▶ **WHAT YOU NEED TO DO**: Nothing but the lines from the top of the data to the line holding "the white cloud." should be printed, word for word and both ends included; leave the pictures out.

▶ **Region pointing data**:
++++++++
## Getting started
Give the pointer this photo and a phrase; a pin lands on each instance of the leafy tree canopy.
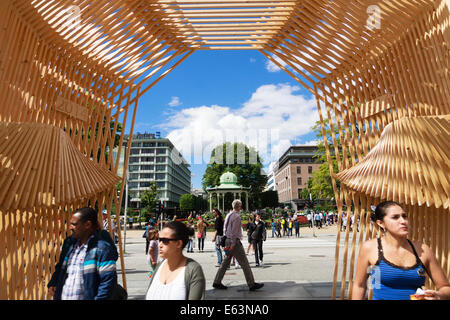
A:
(241, 160)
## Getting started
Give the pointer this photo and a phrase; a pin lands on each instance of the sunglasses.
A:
(166, 240)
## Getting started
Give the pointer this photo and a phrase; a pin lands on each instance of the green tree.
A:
(187, 202)
(320, 184)
(244, 162)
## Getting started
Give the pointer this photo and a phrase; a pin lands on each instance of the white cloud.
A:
(272, 67)
(175, 102)
(272, 117)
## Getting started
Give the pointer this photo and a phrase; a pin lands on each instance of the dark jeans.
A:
(257, 244)
(201, 243)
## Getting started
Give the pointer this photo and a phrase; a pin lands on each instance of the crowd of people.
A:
(86, 269)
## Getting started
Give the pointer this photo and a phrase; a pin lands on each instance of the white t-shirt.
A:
(175, 290)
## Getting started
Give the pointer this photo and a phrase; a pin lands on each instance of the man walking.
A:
(258, 236)
(87, 264)
(297, 228)
(233, 232)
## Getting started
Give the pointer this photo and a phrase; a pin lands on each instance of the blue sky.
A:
(218, 96)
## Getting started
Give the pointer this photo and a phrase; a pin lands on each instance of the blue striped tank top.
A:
(392, 282)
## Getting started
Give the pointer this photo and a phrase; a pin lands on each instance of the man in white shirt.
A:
(233, 231)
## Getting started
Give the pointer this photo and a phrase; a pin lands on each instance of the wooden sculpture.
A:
(41, 167)
(80, 67)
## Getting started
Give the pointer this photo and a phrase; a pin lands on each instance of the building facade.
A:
(292, 173)
(156, 159)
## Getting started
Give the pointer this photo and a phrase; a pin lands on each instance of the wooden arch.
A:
(81, 66)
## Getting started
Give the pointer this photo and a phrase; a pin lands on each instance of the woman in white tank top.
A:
(177, 277)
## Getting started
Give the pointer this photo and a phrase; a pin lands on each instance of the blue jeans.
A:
(218, 250)
(190, 243)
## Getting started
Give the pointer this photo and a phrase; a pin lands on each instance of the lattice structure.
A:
(81, 66)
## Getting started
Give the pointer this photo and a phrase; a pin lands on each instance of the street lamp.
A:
(125, 218)
(313, 216)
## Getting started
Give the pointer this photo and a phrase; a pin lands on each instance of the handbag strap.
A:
(417, 257)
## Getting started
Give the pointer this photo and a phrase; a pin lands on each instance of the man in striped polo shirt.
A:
(87, 265)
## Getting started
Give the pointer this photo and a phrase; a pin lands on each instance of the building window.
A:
(148, 144)
(160, 176)
(134, 176)
(148, 151)
(133, 185)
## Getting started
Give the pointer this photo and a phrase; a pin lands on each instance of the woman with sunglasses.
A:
(176, 277)
(396, 265)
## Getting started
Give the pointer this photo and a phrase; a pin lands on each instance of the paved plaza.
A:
(294, 268)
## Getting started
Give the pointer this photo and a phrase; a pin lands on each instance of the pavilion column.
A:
(246, 200)
(218, 201)
(210, 202)
(223, 202)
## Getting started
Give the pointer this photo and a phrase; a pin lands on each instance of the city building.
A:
(270, 185)
(156, 159)
(292, 172)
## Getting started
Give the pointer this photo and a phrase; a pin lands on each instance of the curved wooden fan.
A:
(40, 166)
(409, 164)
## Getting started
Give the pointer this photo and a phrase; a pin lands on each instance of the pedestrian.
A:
(234, 248)
(344, 222)
(218, 234)
(297, 228)
(258, 236)
(176, 277)
(290, 226)
(86, 269)
(278, 228)
(310, 220)
(250, 228)
(317, 218)
(153, 249)
(274, 227)
(145, 235)
(201, 233)
(398, 265)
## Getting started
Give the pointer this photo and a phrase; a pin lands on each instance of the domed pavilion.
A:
(228, 184)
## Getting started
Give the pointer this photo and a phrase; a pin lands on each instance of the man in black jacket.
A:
(258, 236)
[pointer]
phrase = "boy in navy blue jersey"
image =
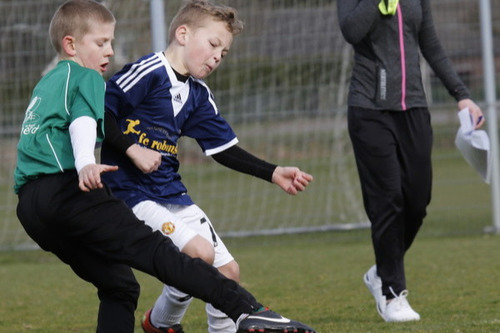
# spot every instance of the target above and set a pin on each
(156, 100)
(66, 208)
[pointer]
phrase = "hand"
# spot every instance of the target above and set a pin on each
(145, 159)
(90, 176)
(291, 179)
(474, 110)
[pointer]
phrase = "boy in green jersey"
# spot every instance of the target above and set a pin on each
(67, 210)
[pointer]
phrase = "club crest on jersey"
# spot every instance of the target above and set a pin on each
(168, 228)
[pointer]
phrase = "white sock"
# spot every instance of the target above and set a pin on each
(218, 321)
(170, 307)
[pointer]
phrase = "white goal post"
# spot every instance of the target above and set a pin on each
(282, 87)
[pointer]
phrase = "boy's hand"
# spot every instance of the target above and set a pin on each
(291, 179)
(474, 110)
(145, 159)
(90, 176)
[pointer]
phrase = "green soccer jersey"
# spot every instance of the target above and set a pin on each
(65, 93)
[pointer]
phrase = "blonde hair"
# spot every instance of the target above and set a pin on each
(194, 12)
(74, 18)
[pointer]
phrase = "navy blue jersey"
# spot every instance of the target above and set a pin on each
(155, 109)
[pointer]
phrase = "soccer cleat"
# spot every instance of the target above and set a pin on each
(374, 285)
(398, 309)
(267, 321)
(147, 327)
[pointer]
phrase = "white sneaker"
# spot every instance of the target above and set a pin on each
(398, 309)
(374, 285)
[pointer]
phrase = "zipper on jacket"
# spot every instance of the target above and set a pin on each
(403, 57)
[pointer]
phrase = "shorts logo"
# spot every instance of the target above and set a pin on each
(168, 228)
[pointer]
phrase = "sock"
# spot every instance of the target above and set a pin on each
(218, 321)
(170, 307)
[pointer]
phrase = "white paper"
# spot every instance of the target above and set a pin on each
(474, 145)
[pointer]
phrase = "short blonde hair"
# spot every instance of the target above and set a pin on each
(74, 18)
(194, 12)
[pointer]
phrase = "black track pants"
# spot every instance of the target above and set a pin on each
(393, 157)
(100, 238)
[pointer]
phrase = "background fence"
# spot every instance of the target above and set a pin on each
(283, 88)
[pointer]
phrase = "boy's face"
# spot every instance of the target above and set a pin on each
(94, 49)
(205, 47)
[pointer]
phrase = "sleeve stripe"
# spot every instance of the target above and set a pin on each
(137, 72)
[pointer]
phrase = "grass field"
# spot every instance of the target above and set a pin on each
(316, 278)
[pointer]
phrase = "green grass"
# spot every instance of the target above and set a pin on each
(315, 278)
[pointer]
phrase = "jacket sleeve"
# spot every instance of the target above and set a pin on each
(435, 55)
(356, 18)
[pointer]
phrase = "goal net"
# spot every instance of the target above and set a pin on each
(282, 87)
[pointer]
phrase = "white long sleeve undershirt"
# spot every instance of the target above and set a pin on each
(83, 133)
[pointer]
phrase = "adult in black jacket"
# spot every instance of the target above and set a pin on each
(390, 129)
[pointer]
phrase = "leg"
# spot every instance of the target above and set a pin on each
(117, 288)
(192, 232)
(102, 225)
(415, 138)
(379, 168)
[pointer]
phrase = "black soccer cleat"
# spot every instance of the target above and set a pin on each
(267, 321)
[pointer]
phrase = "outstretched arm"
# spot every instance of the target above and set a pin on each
(290, 179)
(83, 133)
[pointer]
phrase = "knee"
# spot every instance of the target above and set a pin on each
(231, 270)
(128, 294)
(199, 247)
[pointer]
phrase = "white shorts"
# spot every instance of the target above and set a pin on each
(181, 224)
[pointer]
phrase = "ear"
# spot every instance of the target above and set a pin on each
(181, 34)
(69, 46)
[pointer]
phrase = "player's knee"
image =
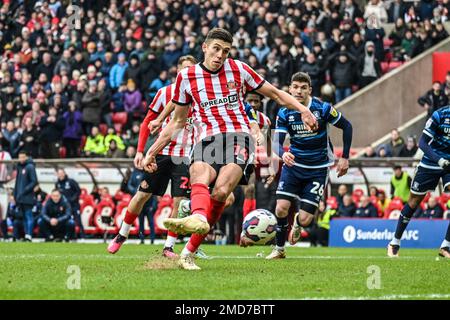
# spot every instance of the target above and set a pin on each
(220, 194)
(306, 219)
(250, 192)
(282, 210)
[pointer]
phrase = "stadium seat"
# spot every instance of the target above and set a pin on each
(103, 128)
(384, 67)
(62, 152)
(120, 118)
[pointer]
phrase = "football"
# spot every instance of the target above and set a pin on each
(259, 226)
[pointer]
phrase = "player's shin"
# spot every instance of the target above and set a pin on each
(405, 217)
(200, 200)
(282, 226)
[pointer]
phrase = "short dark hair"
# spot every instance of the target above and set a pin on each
(219, 34)
(255, 93)
(187, 58)
(301, 77)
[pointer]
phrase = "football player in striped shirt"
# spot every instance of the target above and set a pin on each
(215, 90)
(173, 166)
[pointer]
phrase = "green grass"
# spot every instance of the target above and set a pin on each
(39, 271)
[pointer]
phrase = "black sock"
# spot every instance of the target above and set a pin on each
(447, 235)
(405, 216)
(282, 225)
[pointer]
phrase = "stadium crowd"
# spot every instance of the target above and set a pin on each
(66, 92)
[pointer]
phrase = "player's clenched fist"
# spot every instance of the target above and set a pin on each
(288, 159)
(149, 164)
(310, 120)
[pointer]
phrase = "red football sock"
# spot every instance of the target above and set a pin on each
(200, 199)
(172, 234)
(196, 240)
(249, 206)
(130, 217)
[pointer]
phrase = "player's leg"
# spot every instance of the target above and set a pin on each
(310, 195)
(425, 180)
(287, 191)
(250, 199)
(152, 183)
(227, 180)
(444, 250)
(202, 174)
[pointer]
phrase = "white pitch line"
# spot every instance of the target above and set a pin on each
(108, 256)
(386, 297)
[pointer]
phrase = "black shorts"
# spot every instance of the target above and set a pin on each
(225, 148)
(174, 169)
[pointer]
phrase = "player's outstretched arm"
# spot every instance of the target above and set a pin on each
(156, 124)
(176, 123)
(347, 135)
(285, 99)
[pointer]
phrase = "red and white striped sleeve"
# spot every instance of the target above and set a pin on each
(252, 80)
(180, 95)
(157, 104)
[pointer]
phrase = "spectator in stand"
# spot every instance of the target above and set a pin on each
(366, 209)
(56, 218)
(73, 130)
(117, 73)
(347, 208)
(376, 9)
(400, 184)
(113, 136)
(158, 83)
(52, 128)
(26, 181)
(395, 145)
(95, 146)
(369, 66)
(396, 10)
(132, 102)
(342, 65)
(91, 107)
(434, 99)
(433, 210)
(70, 189)
(12, 135)
(29, 140)
(410, 148)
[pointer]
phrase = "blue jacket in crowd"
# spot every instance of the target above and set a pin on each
(70, 189)
(26, 180)
(60, 210)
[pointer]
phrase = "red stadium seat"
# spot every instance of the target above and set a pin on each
(384, 67)
(120, 118)
(103, 129)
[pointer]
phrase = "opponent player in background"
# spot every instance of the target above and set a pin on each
(306, 165)
(223, 147)
(173, 166)
(435, 165)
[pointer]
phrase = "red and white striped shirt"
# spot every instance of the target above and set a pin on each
(217, 97)
(182, 142)
(263, 120)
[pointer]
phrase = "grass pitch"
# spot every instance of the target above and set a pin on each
(47, 271)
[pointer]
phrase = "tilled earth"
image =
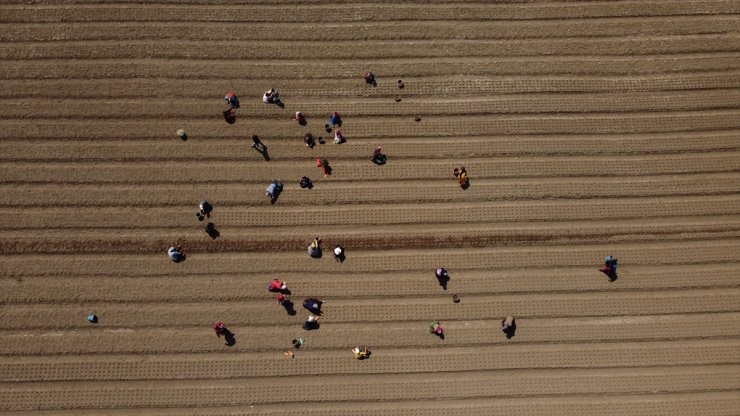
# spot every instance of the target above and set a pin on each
(587, 129)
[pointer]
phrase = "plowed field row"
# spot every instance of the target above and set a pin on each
(247, 286)
(493, 356)
(640, 254)
(377, 237)
(17, 199)
(321, 69)
(338, 31)
(432, 386)
(396, 127)
(587, 128)
(353, 86)
(243, 50)
(132, 150)
(524, 104)
(360, 311)
(361, 12)
(342, 170)
(662, 404)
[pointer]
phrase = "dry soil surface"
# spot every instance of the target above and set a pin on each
(588, 128)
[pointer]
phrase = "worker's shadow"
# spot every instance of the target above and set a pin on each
(229, 338)
(263, 151)
(229, 116)
(511, 330)
(212, 231)
(443, 280)
(288, 305)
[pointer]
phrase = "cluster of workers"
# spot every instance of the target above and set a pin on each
(313, 305)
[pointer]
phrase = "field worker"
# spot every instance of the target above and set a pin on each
(257, 143)
(507, 323)
(232, 100)
(462, 175)
(309, 140)
(176, 254)
(274, 190)
(339, 253)
(361, 352)
(508, 326)
(311, 323)
(305, 182)
(338, 137)
(442, 277)
(204, 210)
(277, 286)
(335, 119)
(314, 306)
(314, 249)
(323, 164)
(220, 329)
(369, 78)
(436, 329)
(271, 97)
(610, 269)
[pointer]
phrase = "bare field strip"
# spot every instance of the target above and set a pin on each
(448, 86)
(295, 50)
(284, 149)
(17, 199)
(553, 382)
(21, 69)
(524, 104)
(363, 12)
(248, 286)
(395, 261)
(587, 128)
(333, 31)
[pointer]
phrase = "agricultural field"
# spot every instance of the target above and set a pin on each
(587, 129)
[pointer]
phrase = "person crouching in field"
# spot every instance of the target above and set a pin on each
(277, 286)
(436, 329)
(610, 268)
(462, 176)
(361, 352)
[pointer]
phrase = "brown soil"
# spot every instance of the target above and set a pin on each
(586, 128)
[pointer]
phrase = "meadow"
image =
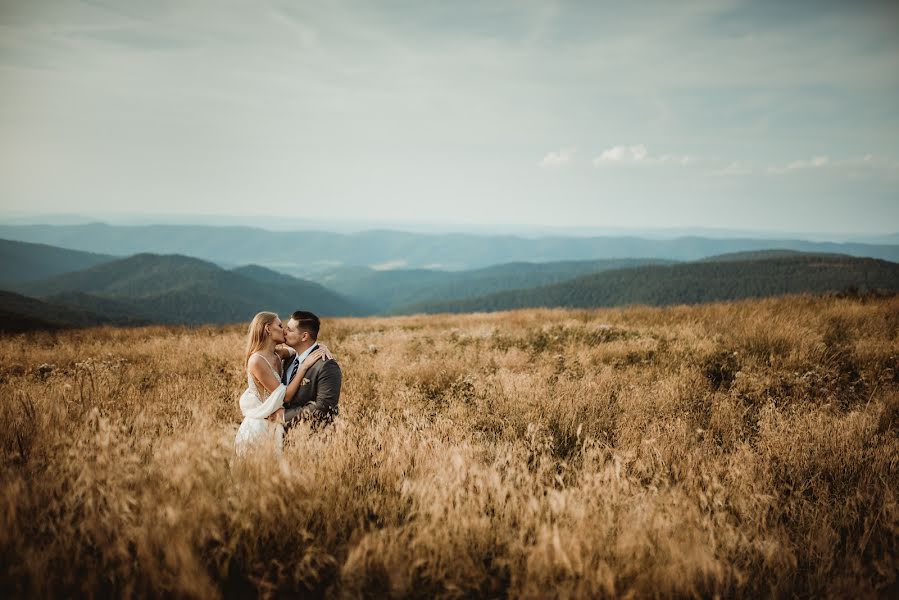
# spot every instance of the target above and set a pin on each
(742, 449)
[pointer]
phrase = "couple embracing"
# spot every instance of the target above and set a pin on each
(290, 378)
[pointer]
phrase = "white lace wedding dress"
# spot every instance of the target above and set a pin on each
(256, 404)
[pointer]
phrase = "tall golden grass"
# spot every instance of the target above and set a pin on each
(745, 449)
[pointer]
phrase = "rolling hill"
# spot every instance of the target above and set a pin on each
(180, 289)
(22, 261)
(705, 281)
(19, 314)
(391, 290)
(306, 252)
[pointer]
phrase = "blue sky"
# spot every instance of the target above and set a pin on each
(745, 115)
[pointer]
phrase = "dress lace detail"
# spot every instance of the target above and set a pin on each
(256, 404)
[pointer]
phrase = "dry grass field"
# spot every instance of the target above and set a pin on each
(746, 449)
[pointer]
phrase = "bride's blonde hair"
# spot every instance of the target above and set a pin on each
(256, 334)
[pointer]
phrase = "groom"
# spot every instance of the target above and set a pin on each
(316, 399)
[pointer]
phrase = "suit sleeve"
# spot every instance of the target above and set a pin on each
(328, 392)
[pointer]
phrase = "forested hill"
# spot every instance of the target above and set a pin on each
(180, 289)
(19, 313)
(390, 291)
(689, 283)
(22, 261)
(305, 252)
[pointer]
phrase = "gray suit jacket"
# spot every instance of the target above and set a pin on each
(316, 400)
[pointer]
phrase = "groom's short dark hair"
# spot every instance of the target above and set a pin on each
(307, 322)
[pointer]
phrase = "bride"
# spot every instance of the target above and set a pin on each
(262, 402)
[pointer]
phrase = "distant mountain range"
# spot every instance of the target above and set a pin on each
(722, 278)
(307, 252)
(21, 261)
(393, 290)
(181, 289)
(146, 288)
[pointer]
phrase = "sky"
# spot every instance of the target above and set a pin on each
(778, 116)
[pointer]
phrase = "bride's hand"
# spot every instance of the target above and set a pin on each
(318, 354)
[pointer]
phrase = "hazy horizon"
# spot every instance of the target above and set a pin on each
(425, 227)
(734, 116)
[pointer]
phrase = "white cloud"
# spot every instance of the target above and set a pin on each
(855, 164)
(558, 159)
(638, 154)
(734, 169)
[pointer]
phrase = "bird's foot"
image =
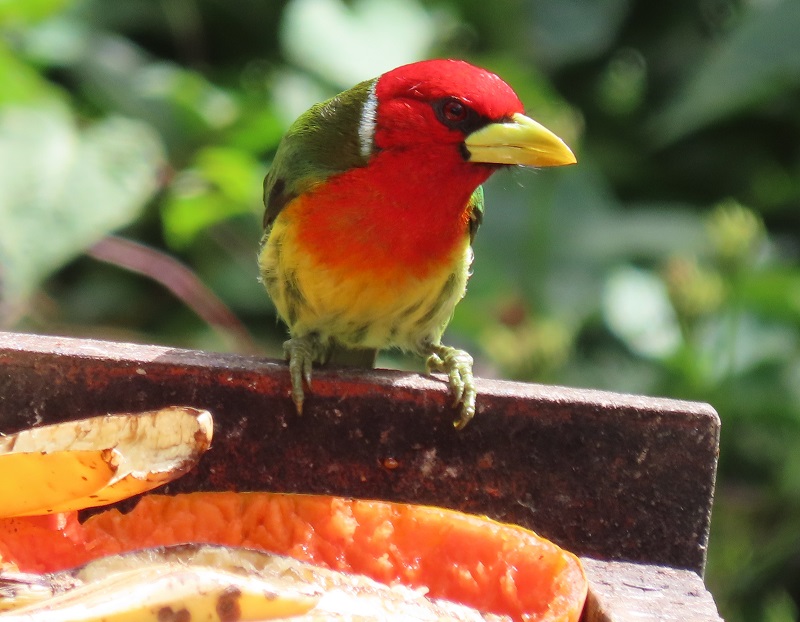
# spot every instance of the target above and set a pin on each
(301, 352)
(457, 364)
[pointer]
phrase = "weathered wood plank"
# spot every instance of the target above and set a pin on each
(627, 592)
(606, 475)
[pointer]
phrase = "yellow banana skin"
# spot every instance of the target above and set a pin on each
(191, 582)
(166, 593)
(96, 461)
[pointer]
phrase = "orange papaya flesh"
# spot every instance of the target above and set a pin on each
(493, 567)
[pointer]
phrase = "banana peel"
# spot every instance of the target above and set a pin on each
(32, 482)
(97, 461)
(211, 582)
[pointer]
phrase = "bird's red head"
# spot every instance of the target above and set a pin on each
(439, 102)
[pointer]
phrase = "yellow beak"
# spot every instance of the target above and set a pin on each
(518, 141)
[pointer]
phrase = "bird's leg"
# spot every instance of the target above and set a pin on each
(301, 352)
(457, 364)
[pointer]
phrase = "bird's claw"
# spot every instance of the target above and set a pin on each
(301, 352)
(457, 364)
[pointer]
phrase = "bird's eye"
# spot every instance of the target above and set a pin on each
(454, 111)
(456, 115)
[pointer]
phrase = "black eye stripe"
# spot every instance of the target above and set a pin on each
(457, 115)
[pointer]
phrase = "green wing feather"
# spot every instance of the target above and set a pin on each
(476, 213)
(322, 142)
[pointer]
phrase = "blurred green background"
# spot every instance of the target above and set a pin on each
(665, 263)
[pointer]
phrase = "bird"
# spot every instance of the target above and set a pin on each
(372, 202)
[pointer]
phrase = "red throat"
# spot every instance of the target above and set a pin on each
(391, 218)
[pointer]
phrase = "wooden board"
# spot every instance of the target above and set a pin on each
(609, 476)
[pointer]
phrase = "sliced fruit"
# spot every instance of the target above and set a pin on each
(208, 582)
(492, 567)
(33, 482)
(58, 468)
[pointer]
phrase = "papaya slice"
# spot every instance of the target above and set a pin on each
(492, 567)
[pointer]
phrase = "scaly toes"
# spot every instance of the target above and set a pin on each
(457, 364)
(301, 353)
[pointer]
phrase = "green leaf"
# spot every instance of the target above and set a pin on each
(759, 60)
(63, 188)
(21, 83)
(26, 11)
(224, 182)
(350, 42)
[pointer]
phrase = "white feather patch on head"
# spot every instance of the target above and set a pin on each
(366, 126)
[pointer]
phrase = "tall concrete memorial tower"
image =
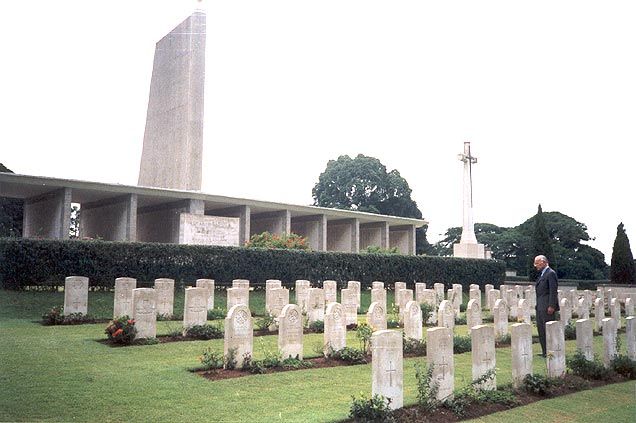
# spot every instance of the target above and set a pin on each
(173, 138)
(468, 246)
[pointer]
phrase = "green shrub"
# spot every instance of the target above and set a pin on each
(204, 332)
(121, 331)
(374, 409)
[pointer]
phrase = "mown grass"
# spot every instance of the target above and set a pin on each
(62, 373)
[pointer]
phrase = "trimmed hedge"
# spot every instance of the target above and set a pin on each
(29, 262)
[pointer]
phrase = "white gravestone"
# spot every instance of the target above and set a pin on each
(75, 295)
(270, 285)
(446, 316)
(565, 311)
(165, 296)
(521, 349)
(350, 305)
(376, 316)
(387, 367)
(302, 294)
(630, 335)
(316, 305)
(123, 297)
(144, 306)
(330, 289)
(208, 284)
(482, 338)
(555, 344)
(609, 340)
(195, 308)
(439, 356)
(585, 338)
(355, 286)
(236, 296)
(335, 335)
(473, 315)
(523, 312)
(500, 318)
(413, 320)
(290, 332)
(239, 333)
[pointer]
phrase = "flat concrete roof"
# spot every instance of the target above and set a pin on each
(26, 186)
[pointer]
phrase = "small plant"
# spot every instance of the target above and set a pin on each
(461, 344)
(121, 331)
(374, 409)
(426, 388)
(363, 333)
(204, 332)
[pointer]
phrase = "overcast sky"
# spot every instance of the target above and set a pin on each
(545, 91)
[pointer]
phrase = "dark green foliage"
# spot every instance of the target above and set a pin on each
(28, 262)
(623, 269)
(370, 410)
(461, 344)
(204, 332)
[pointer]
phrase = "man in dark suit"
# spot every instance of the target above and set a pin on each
(547, 299)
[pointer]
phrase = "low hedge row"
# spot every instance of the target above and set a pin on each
(28, 262)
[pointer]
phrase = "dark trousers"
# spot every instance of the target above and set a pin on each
(542, 318)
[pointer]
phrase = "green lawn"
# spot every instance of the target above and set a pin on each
(62, 373)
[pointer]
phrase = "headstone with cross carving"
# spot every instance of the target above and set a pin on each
(316, 305)
(473, 314)
(376, 316)
(335, 335)
(555, 345)
(330, 289)
(195, 308)
(165, 296)
(609, 340)
(239, 333)
(290, 332)
(446, 315)
(123, 297)
(585, 338)
(144, 312)
(630, 335)
(521, 349)
(208, 284)
(302, 294)
(413, 320)
(482, 338)
(75, 295)
(387, 366)
(439, 356)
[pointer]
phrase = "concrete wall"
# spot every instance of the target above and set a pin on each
(376, 234)
(343, 235)
(278, 222)
(314, 228)
(403, 237)
(173, 138)
(112, 220)
(48, 215)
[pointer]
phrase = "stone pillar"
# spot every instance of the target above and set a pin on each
(521, 348)
(239, 333)
(374, 234)
(439, 356)
(48, 215)
(555, 344)
(387, 367)
(113, 219)
(314, 228)
(482, 339)
(124, 297)
(76, 295)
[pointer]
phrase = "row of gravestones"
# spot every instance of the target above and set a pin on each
(387, 355)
++++++++
▶ **PROBLEM SOLUTION**:
## Getting started
Give the pointer this photo and a phrase; a pin lands on each instance of the leafy tree canopy.
A:
(241, 160)
## Getting started
Give the pointer this photo and a phrase; a pin lands on each instance of the sunglasses.
A:
(166, 240)
## Getting started
Give the pointer this photo and a phrase; a pin lands on each instance of the green tree.
A:
(187, 202)
(320, 184)
(244, 162)
## Getting started
Give the pointer this photo and a phrase; a pin lands on each instance of the white cloud.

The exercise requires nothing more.